> _ИСХОДНЫЙ ТЕКСТ_:
++++++++++

АННА БЕРСЕНЕВА, писатель
Сменяют друг друга герои, страны, века, объединенные вечно привлекательной загадкой реинкарнации. А учитывая, что перевоплощение душ сплетено в романе с еврейской историей и мистикой, можно представить, насколько волнующим оказывается этот карнавал для читателя.
Литовское местечко в XVII веке, Венеция в XVIII, Марокко в XIX, Дахау в XX… В современности же буйства жизни мало, да и мрак смерти скрыт за невыразительной повседневностью. «Гец был мальчиком с ангельской внешностью, Гедалья — видным юношей, Джимуль — женщиной, возбуждавшей страстные чувства, Голиаф выглядел как все твари его вида — блоха, она и есть блоха, однако я, души, в этом воплощении... еврейский Квазимодо», - говорит о себе сорокалетний главный герой Гриша, родившийся в Москве и живущий в бедном районе Тель-Авива с матерью, единственным человеком, которому он нужен и которого он при этом ненавидит. Непосредственное чувство жизни он испытал лишь в первом своем воплощении, трагически завершившемся в детстве, впоследствии же, во всех своих головокружительных перерождениях, только ищет утраченную тогда родственную душу.
И натянутое, как струна, страдание этого поиска оказывается самой сильной составляющей романа, затмевая даже его очевидную карнавальность.
«Я не жил. Не проживал эту жизнь. Я просто присутствовал в ней. А другие жизни? В них я жил? Дар ли жизнь или наказание? Есть люди, которые получают что-нибудь в подарок и тут же просаживают его. Используют напропалую, и он скоро истрепывается и блекнет. Есть же такие, которые хранят подарок, не распаковывая, из скупости, или из страха, или в ожидании подходящего момента. И никогда не разворачивают. Но есть и мудрые — те умеют наслаждаться им в меру, каждый раз понемногу. У них-то он и хранится дольше всего, долгие-долгие годы. Если, конечно, жизнь — это дар, а не наказание».
До карнавала ли человеку, задающему себе такой вопрос посреди такого своего существования, которое вызывает у окружающих либо неприязнь, либо в лучшем случае брезгливое сострадание? Да и автор, создавший в романе настоящую феерию мест, времен и образов, основанную на очевидном знании всего, о чем он пишет, - не позволяет этой феерии затмить главного: растерянного и отчаянного человеческого вопроса «зачем все это?». Если для того, чтобы искупить случайное преступление, совершенное ребёнком в первом воплощении, то не слишком ли это сложно? Если для того, чтобы обрести утраченное душевное родство, то не слишком ли бесплодно?

++++++++++

> _НАБОР ЗАДАНИЙ_:
• 1. Ответьте по отзыву о романе:
(а) В каком городе родился Гриша?
(б) В каком районе какого города он живет?
(в) Какое место отзыв называет рядом с XVIII веком?
• 2. Перепишите из отзыва о романе фрагмент от слов «Литовское местечко в» до слов «тогда родственную душу.» включительно.
• 3. Напишите продолжение отзыва о романе о переселении душ, которое начинается после его последнего предложения.

Записи с разметкой координат
++++++++++

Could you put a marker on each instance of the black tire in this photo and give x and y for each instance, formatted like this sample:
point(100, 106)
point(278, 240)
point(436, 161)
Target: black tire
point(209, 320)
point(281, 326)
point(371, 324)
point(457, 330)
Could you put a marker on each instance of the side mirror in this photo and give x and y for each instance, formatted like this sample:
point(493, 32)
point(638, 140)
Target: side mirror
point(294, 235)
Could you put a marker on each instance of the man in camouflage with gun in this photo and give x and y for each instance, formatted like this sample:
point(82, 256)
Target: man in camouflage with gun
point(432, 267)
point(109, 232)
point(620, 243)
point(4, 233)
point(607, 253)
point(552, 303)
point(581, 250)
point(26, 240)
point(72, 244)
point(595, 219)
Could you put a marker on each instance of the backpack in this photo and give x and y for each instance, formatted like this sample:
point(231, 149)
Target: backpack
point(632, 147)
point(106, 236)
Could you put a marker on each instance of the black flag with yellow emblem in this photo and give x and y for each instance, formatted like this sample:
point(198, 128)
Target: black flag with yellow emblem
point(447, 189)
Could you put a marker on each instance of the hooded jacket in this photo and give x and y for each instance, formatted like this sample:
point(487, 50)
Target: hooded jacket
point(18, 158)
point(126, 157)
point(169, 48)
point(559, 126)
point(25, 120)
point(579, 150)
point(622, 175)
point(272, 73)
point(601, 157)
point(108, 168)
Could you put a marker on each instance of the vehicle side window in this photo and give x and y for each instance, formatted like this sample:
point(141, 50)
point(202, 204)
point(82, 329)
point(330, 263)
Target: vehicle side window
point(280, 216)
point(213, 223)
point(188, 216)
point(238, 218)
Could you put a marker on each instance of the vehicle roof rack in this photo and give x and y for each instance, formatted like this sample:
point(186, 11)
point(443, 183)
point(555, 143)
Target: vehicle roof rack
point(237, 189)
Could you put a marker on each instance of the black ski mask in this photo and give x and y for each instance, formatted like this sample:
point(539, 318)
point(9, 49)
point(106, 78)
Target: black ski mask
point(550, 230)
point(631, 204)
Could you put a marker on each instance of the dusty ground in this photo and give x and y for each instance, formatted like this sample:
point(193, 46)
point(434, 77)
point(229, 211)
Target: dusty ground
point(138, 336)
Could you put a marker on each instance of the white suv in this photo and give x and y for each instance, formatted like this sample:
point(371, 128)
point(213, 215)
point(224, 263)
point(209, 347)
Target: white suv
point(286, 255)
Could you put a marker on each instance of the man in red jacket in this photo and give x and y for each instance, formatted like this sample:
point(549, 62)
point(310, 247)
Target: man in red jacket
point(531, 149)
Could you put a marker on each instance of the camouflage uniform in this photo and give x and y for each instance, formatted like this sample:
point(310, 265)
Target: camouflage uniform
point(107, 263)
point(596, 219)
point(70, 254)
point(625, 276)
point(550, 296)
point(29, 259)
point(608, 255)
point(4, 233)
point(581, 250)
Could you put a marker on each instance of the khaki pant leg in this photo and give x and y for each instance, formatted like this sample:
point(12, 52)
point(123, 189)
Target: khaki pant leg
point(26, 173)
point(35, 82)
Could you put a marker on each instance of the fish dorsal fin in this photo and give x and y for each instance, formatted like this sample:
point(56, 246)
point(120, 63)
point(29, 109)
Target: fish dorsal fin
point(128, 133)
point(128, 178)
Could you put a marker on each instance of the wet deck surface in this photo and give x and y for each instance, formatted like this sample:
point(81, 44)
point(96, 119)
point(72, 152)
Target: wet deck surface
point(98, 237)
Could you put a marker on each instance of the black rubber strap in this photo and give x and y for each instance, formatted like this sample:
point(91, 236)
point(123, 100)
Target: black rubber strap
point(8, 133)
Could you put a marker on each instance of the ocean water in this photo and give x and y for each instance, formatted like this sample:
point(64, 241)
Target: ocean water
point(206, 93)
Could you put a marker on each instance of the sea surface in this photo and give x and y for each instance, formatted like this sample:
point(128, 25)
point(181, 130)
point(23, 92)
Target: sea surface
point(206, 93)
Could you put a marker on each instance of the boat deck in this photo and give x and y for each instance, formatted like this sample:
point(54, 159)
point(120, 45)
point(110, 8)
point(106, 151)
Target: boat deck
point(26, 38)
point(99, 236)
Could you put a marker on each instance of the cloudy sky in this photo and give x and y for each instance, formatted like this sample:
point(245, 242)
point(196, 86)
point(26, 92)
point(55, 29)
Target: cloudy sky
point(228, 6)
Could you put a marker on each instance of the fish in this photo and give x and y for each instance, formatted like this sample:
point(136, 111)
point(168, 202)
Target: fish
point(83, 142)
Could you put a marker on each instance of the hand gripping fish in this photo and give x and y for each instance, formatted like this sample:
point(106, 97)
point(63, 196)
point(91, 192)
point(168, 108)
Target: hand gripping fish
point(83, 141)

++++++++++

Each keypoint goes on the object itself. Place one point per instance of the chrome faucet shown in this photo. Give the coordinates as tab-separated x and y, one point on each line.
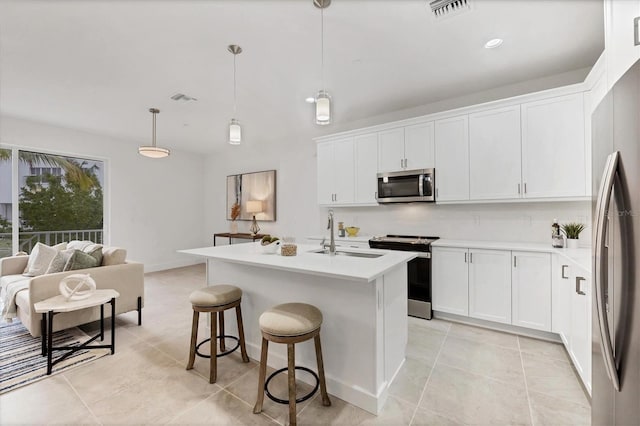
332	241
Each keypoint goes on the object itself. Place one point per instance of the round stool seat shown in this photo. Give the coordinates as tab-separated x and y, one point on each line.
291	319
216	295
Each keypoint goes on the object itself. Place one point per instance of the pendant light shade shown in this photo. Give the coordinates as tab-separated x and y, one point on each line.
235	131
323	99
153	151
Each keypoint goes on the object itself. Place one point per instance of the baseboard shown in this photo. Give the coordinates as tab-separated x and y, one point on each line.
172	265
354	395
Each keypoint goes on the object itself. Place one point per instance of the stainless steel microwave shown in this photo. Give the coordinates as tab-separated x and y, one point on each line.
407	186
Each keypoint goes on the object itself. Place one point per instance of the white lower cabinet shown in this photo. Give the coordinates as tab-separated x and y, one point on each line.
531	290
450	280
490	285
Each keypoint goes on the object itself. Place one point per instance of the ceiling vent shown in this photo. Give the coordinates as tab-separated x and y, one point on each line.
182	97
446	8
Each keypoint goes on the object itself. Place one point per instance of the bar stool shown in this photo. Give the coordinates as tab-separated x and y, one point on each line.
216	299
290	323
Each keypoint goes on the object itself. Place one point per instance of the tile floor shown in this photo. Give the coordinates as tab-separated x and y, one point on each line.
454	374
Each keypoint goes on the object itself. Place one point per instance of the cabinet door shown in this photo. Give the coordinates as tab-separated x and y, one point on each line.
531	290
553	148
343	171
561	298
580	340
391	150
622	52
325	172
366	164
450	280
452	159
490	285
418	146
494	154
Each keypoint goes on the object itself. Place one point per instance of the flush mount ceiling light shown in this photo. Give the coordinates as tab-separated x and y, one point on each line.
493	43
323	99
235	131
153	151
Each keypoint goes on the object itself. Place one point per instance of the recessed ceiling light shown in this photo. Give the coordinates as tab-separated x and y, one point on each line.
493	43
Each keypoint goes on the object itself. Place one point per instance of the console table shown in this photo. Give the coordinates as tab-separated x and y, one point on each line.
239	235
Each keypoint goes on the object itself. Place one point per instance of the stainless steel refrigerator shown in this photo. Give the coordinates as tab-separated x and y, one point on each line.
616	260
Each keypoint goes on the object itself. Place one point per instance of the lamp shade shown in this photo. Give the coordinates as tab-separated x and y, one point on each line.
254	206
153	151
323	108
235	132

++++++++++

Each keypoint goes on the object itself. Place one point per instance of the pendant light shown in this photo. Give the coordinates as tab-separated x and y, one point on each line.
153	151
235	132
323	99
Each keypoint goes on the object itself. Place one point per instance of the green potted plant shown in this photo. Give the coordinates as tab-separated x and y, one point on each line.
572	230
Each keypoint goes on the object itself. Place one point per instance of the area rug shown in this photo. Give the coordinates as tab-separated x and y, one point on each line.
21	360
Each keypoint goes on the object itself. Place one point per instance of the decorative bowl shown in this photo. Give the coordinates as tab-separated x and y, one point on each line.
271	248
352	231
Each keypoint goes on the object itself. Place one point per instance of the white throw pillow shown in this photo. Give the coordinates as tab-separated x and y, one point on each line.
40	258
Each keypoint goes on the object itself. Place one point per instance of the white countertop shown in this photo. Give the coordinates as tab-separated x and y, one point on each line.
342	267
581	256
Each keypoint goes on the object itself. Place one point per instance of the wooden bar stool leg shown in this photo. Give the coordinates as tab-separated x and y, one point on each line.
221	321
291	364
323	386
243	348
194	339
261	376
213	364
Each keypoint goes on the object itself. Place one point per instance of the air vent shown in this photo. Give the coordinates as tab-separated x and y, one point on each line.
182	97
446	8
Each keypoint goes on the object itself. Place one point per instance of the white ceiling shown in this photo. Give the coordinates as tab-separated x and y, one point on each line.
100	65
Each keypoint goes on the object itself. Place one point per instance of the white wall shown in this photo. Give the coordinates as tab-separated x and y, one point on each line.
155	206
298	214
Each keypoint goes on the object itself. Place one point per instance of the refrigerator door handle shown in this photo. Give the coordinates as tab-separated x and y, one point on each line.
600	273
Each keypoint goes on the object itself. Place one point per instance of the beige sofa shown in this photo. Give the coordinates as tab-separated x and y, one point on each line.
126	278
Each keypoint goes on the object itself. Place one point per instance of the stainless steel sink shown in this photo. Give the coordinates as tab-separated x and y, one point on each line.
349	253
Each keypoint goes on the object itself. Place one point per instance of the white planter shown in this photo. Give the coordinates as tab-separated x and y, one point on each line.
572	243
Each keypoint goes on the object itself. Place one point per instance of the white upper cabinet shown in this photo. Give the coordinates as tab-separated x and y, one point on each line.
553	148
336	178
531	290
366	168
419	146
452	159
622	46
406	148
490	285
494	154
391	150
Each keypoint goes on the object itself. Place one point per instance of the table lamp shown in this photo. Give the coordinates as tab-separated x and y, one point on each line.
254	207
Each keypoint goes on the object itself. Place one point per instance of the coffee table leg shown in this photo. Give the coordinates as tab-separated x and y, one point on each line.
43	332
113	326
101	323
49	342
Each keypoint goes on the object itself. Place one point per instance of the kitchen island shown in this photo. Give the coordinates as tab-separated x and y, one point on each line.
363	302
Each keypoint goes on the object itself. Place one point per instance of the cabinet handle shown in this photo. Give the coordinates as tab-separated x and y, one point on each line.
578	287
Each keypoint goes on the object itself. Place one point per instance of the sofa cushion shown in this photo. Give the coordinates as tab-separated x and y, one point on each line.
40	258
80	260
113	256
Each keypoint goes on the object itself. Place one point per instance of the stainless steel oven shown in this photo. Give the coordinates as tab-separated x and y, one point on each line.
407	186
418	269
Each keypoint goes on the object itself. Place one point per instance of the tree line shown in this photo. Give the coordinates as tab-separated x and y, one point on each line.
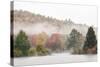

++++++++++

> _ОТВЕТЫ К ЗАДАНИЯМ_:
• 1.
(а) В Москве.
(б) В бедном районе Тель-Авива.
(в) Венецию.

• 2.
Литовское местечко в XVII веке, Венеция в XVIII, Марокко в XIX, Дахау в XX… В современности же буйства жизни мало, да и мрак смерти скрыт за невыразительной повседневностью. «Гец был мальчиком с ангельской внешностью, Гедалья — видным юношей, Джимуль — женщиной, возбуждавшей страстные чувства, Голиаф выглядел как все твари его вида — блоха, она и есть блоха, однако я, души, в этом воплощении... еврейский Квазимодо», - говорит о себе сорокалетний главный герой Гриша, родившийся в Москве и живущий в бедном районе Тель-Авива с матерью, единственным человеком, которому он нужен и которого он при этом ненавидит. Непосредственное чувство жизни он испытал лишь в первом своем воплощении, трагически завершившемся в детстве, впоследствии же, во всех своих головокружительных перерождениях, только ищет утраченную тогда родственную душу.

• 3.
Гриша, душа которого обошла так много веков и стран, не видит очевидной, до навязчивости ясной подсказки, которую дает ему обыденность. И к чему в таком случае было его странствие? И не справедливо ли, что в каждом новом воплощении героя ожидала хоть и новая, но неизменно печальная участь - с тех пор, как «семнадцатилетний юноша со всей мощью ощутил присутствие Бога, уже не того “Готеню”, который судил детские игры с шишкой, как в предыдущем его души воплощении, но — мрачного судии, Бога отмщения»?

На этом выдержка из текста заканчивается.